**Prompt**
Please list each line of the listing below that contains the word "cloud".

Coordinate annotation entries:
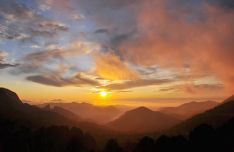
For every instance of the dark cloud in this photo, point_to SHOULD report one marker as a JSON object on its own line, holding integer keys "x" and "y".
{"x": 17, "y": 21}
{"x": 137, "y": 83}
{"x": 58, "y": 81}
{"x": 228, "y": 4}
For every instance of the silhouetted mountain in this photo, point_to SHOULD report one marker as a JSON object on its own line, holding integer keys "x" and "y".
{"x": 142, "y": 120}
{"x": 188, "y": 110}
{"x": 214, "y": 117}
{"x": 97, "y": 114}
{"x": 64, "y": 112}
{"x": 13, "y": 109}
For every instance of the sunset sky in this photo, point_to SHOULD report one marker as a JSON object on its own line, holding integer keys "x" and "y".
{"x": 127, "y": 52}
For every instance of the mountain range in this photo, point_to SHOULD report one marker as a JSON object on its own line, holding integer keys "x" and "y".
{"x": 139, "y": 120}
{"x": 13, "y": 109}
{"x": 188, "y": 110}
{"x": 142, "y": 120}
{"x": 87, "y": 111}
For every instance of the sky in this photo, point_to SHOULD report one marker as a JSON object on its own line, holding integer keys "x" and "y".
{"x": 151, "y": 52}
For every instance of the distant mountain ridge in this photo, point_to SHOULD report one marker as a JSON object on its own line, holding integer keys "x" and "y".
{"x": 13, "y": 109}
{"x": 187, "y": 110}
{"x": 86, "y": 111}
{"x": 142, "y": 120}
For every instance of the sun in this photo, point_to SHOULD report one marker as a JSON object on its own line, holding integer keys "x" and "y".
{"x": 103, "y": 93}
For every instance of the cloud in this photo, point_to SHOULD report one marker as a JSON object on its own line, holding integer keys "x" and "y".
{"x": 59, "y": 81}
{"x": 20, "y": 22}
{"x": 109, "y": 66}
{"x": 137, "y": 83}
{"x": 191, "y": 88}
{"x": 199, "y": 37}
{"x": 3, "y": 63}
{"x": 40, "y": 61}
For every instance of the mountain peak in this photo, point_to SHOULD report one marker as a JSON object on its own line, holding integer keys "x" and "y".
{"x": 142, "y": 109}
{"x": 9, "y": 96}
{"x": 231, "y": 98}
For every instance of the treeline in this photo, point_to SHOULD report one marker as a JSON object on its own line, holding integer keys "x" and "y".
{"x": 16, "y": 138}
{"x": 204, "y": 138}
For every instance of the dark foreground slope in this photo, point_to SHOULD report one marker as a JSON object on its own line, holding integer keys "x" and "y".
{"x": 13, "y": 109}
{"x": 214, "y": 117}
{"x": 142, "y": 120}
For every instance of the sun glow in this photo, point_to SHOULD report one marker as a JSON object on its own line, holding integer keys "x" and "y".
{"x": 103, "y": 93}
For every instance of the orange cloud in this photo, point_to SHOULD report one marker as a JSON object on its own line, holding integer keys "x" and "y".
{"x": 109, "y": 66}
{"x": 170, "y": 39}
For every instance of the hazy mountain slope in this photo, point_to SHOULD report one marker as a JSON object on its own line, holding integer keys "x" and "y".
{"x": 142, "y": 120}
{"x": 188, "y": 110}
{"x": 214, "y": 117}
{"x": 11, "y": 108}
{"x": 97, "y": 114}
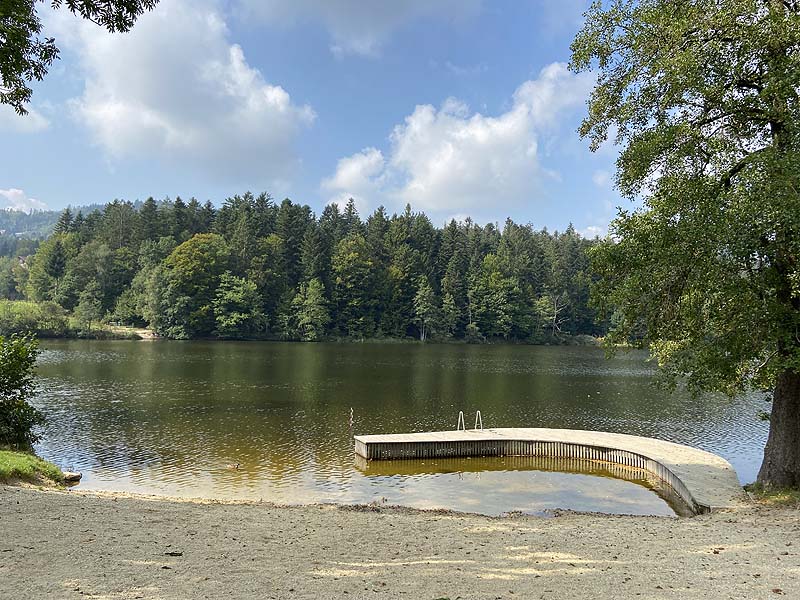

**The reply**
For every instance of the dark cloud in this photo, point_to SHOULD report one marker as a JSON object on its own line, holding integer keys "x" and "y".
For every instance of the cloud in this photo, point_to SHOULD report one marker as a JSON object on its own line, holding integer keys "x" and "y".
For every instance of the orange cloud in this photo, point_to SHOULD report one marker as a JSON object on its own line, holding integer keys "x" and "y".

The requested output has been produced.